▶ [EXERCISE PROMPT] Could you copy out every line of the listing below word for word, from the first guideline through the final set of points?

▶ [EXTRACTED DATA]
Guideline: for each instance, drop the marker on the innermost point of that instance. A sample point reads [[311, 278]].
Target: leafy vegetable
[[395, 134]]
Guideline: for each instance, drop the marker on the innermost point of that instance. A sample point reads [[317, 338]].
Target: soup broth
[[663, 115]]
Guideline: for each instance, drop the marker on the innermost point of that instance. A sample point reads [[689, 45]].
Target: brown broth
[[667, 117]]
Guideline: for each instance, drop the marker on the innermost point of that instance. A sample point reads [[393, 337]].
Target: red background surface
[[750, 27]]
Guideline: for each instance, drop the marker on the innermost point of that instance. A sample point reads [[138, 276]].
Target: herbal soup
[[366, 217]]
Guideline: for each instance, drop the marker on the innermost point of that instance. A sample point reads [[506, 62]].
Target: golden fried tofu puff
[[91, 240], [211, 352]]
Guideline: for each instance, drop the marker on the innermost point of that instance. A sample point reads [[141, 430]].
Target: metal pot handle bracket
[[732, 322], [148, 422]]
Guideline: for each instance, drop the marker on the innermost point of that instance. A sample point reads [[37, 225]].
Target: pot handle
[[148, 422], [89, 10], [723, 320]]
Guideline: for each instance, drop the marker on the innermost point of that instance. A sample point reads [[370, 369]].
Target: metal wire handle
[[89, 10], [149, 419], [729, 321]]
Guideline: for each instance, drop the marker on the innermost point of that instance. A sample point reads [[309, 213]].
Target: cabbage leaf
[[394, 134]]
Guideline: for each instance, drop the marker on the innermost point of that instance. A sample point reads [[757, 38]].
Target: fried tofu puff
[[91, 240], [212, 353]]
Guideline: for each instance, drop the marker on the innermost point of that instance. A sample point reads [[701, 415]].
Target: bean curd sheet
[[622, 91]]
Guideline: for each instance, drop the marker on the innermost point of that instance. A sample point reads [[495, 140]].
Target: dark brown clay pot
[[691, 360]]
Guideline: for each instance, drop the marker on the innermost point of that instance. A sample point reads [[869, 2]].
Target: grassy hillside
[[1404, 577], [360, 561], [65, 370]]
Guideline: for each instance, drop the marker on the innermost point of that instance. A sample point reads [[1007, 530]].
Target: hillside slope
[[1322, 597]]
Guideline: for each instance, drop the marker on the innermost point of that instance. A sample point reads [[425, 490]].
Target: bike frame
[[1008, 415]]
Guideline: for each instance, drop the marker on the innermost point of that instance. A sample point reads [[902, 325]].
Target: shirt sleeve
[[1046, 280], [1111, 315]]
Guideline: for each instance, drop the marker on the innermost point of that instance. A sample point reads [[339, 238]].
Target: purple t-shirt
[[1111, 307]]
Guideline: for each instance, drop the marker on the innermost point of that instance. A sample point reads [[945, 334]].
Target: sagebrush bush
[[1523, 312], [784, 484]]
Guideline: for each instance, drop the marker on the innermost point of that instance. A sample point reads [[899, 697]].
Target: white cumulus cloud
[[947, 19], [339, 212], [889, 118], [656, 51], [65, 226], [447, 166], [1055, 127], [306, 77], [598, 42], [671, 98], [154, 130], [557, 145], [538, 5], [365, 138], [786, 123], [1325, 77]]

▶ [EXERCISE ANSWER]
Guideline: for each instance, drop the marker on the innermost point of that instance. A sample point reads [[311, 278]].
Target: leafy vegetable
[[395, 134]]
Guideline: for each instance, drop the marker on the innermost point of that instance. A sample point reads [[317, 338]].
Target: soup broth
[[663, 115]]
Guideline: for each instance, drop the marker on the innermost point of that instance. A sample point reads [[689, 45]].
Target: brown broth
[[667, 117]]
Guideline: for each instance, drop the marker on the innermost point of that instance. A sample point reads [[393, 337]].
Target: red background surface
[[750, 27]]
Guideline: for each instance, drop the marker on the innermost point of that instance. A sample point reads [[138, 276]].
Target: herbal soup
[[366, 217]]
Guideline: for each instance, drop the marker on the innermost point of that instance. A sample point reads [[506, 62]].
Target: golden fried tofu puff
[[91, 240], [211, 352]]
Guideline: for each instance, drop the marker on the innermost point of that instance. A sample point reads [[141, 430]].
Target: metal pot handle bracket
[[732, 322], [148, 422]]
Guideline: for each instance, drop the marker on the innermost point of that instance. A sample point reads [[37, 225]].
Target: pot handle
[[148, 422], [89, 10], [723, 320]]
Guideline: for each instance, drop the marker on the innermost point of that instance. A sample point reads [[370, 369]].
Target: metal wire handle
[[89, 10], [149, 419], [729, 321]]
Guideline: for each instance, drop the marker on the innermost point of that instance. A sample point reads [[309, 213]].
Target: cabbage leaf
[[394, 134]]
Guideline: for each instance, drop the marker on the innermost point of that instance. A sample point reads [[757, 38]].
Target: fried tofu puff
[[91, 240], [212, 353]]
Guideline: for each instance, drop the marker on the innermost point of that instance. A sample point reads [[701, 415]].
Target: bean curd sheet
[[622, 91]]
Guideline: for each instance, drop the marker on the innermost point of that instance. A sample point reads [[495, 140]].
Target: dark brown clay pot
[[691, 360]]
Guideline: for each instance, drop the marker on the innermost point of that instance. A sample point reads [[869, 2]].
Target: grassy hillside
[[1404, 577], [360, 561], [65, 370]]
Guideline: for each instance, drop the marker on the innermost point of that instance. A sample point reads [[1007, 530]].
Target: hillside slope
[[1322, 597]]
Guideline: for each instance, drop the marker on the innermost point of that instance. A sample point reads [[425, 490]].
Target: bike frame
[[1008, 415]]
Guideline: for each instance, drop the marker on the innermost point of that instance. A sample point reads [[902, 325]].
Target: shirt sleeve
[[1046, 280], [1111, 315]]
Guideline: for each instance, drop the marker on the innermost point of that instance. A sample point reads [[339, 238]].
Target: purple t-shirt
[[1111, 307]]
Guideline: for each instance, drop the marker on the innermost point of that instance. A sample point reads [[945, 334]].
Target: sagebrush bush
[[1523, 312], [784, 484]]
Guideline: for each instance, drop the marker on the innermost point of that instance. A sample point reads [[899, 697]].
Target: white cumulus cloud
[[947, 19], [339, 212], [889, 118], [656, 51], [65, 226], [447, 166], [1055, 127], [306, 77], [598, 42], [671, 98], [154, 130], [557, 145], [538, 5], [365, 138], [786, 123], [1325, 77]]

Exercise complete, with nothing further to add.